### SELECTED EXTRACT

Market clowns want a transparent Fed. Every time the Fed tries for more transparency it wishes it hadn’t.
The Fed is caught in a partially traditional predicament: It still needs to aid a fragile recovery unworthy of the name, but avoid creating new bubbles along the way and warn that if recovery gathers steam, then it will take away the punch bowl.
The Fed funds forecast was entirely dependent on labor market acceleration not yet in evidence. Better to shut up than to sound like Donald Rumsfeld mulling known unknown known unknowns.
The Fed is stopping QE3 as fast as it can. It accomplished little, if anything, and there may be a case — may — that it contributed to an overbought stock market.
The Fed is supposed to “take away the punch bowl just when the party gets going,” but Chairwoman Yellen is correct that there is no party. To raise the federal funds rate in these conditions would be trying to pull the tablecloth out from under the place settings.
Housing is very close to stalling right now. Mortgage rates often do not rise tick for tick with the Fed, but they will this time.
Tom Lawler finds the rate of homeownership in collapse, at 63.3 percent lower than officially measured — and the lowest since 1965 and falling.
The mania for fireproof, asbestos banking wrapped tighter this week with the imposition of the first-ever-anywhere total-leverage requirement: 5 percent capital for all assets even if cash. Want credit, or fireproof banking? You can’t have both.

### PROBLEMS AND TASKS
[1] According to the Fed commentary, what homeownership rate does Tom Lawler find?
[2] Check each statement against the Fed commentary and mark it yes or no, quoting the words that decide it: (a) The Fed is expanding QE3. (b) The commentary agrees with Chairwoman Yellen that there is no party. (c) The new total-leverage requirement exempts cash from the 5 percent capital rule.
[3] Carry on the Fed commentary, starting after its final sentence.

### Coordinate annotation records
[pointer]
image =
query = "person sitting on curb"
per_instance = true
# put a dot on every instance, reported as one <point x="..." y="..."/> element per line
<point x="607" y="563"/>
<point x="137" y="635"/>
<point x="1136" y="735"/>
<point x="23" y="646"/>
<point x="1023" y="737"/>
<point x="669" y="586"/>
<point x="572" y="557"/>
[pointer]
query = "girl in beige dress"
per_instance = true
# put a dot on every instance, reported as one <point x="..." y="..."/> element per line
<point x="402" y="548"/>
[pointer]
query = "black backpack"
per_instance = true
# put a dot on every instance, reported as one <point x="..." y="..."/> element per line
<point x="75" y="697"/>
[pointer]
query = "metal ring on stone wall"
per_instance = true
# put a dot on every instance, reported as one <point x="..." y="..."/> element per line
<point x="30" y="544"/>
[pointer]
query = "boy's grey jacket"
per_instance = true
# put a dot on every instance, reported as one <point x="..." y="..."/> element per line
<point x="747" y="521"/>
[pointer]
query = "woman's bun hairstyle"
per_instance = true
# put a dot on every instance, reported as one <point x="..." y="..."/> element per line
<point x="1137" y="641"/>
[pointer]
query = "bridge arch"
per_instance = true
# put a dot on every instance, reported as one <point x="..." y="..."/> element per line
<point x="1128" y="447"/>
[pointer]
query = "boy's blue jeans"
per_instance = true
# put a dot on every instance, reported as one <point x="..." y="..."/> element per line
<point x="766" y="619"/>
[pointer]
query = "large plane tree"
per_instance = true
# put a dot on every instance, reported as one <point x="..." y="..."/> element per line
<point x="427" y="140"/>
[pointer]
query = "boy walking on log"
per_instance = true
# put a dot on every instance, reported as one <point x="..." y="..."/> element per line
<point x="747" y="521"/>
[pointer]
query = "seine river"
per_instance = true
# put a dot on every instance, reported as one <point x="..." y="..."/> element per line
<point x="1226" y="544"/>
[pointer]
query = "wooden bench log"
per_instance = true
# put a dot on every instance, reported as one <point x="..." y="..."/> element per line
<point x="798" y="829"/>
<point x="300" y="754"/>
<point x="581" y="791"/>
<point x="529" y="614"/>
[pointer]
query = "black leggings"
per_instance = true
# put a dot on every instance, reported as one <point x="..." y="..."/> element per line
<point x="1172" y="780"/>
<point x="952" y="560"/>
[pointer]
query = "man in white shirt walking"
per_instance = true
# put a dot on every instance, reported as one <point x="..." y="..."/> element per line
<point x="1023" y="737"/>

### IN RESPONSE
[1] 63.3 percent, the lowest since 1965 and falling.

[2]
(a) No: "The Fed is stopping QE3 as fast as it can."
(b) Yes: "Chairwoman Yellen is correct that there is no party."
(c) No: "5 percent capital for all assets even if cash."

[3]
A strong catalyst for falling stocks and rates: China’s imports and exports both are sliding, and top officials began to break the news that its GDP would fail the reduced 7.5 percent target growth. Its yuan devaluation, like the yen, exports deflation.
The European Central Bank continues to rattle an empty scabbard, threatening helpful stimulus five years too late. Half of Europe is in outright deflation. Marker: 5-year bonds of Italy and Spain have the same yields as ours. The deflation threat cancels their credit weakness.
Last clowns: Striking a blow against sexism, the White House gave Kathleen Sebelius a last cigarette and led her to the bullet-pocked wall in the Rose Garden. Although the White House called all the “Obamacare” shots, she got the blindfold. Her replacement, Sylvia Burwell, is very able (if on the all-southpaw team) and we might at least get some real numbers on “Obamacare” revenue and expense.